### Dataset entries

-=-=-

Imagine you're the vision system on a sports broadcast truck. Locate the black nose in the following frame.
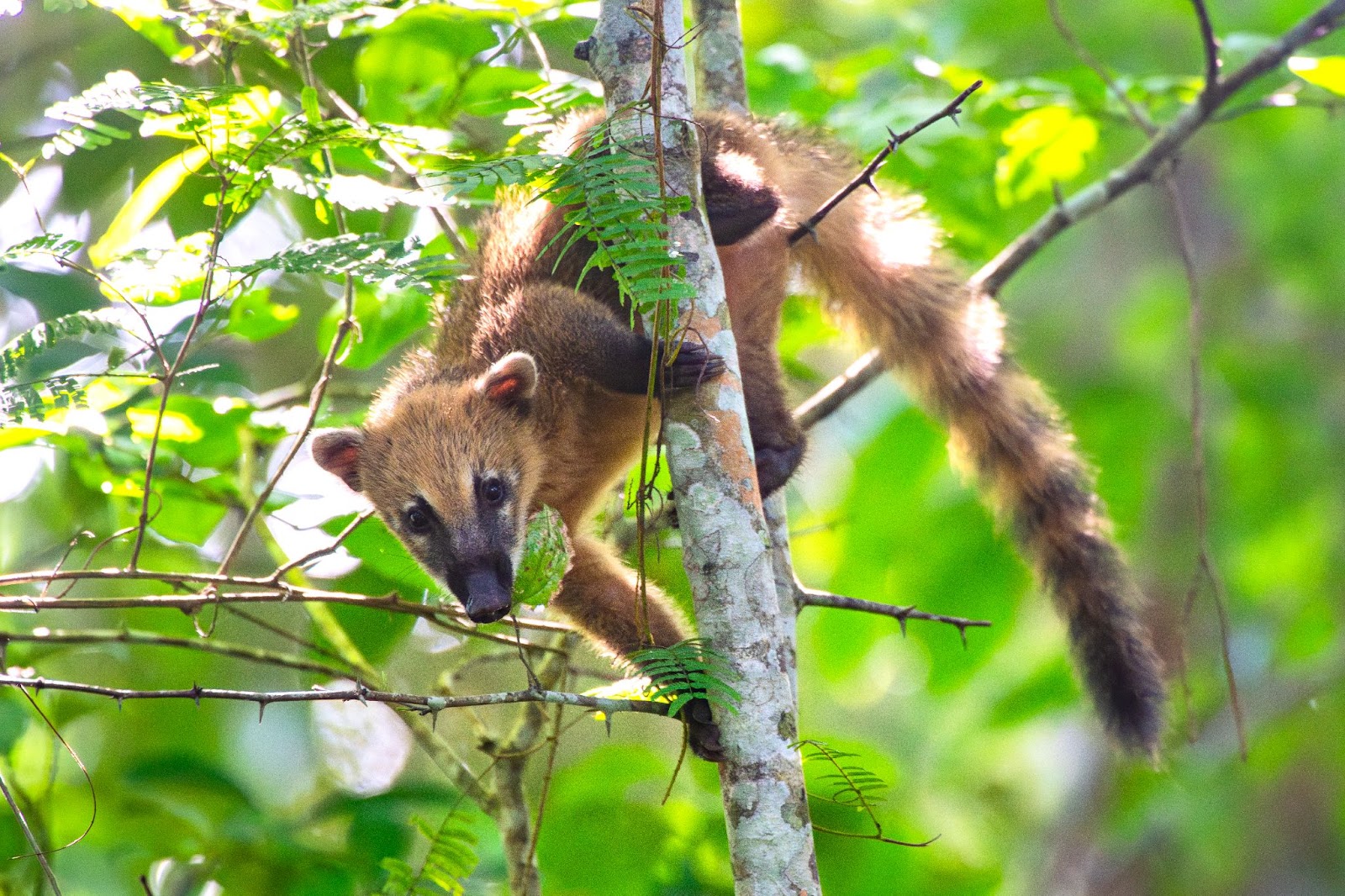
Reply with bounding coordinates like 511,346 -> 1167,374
460,567 -> 514,623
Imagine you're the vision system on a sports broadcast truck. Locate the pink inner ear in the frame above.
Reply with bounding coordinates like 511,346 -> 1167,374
486,377 -> 523,401
327,445 -> 359,471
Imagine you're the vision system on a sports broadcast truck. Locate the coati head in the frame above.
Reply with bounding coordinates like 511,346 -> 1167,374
314,351 -> 541,623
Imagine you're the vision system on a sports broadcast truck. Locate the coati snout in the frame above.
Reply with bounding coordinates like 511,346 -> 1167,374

-=-=-

### Task objective
Gather every line of the records that contains the word "Imagine".

### Full output
Imagine you're the vision system on a sports broadcast truck. Locate the black nose in the following frame.
Imagine you're the vision system on a sports broadcast truck. Locate the pink inner ear in the frame above.
Imagine you're the vision system on a sports broadcast truck. Locate the coati head in the frame above.
Imagine you're the vision system on a sports broadcast truck. Locate the coati snout in the frame above.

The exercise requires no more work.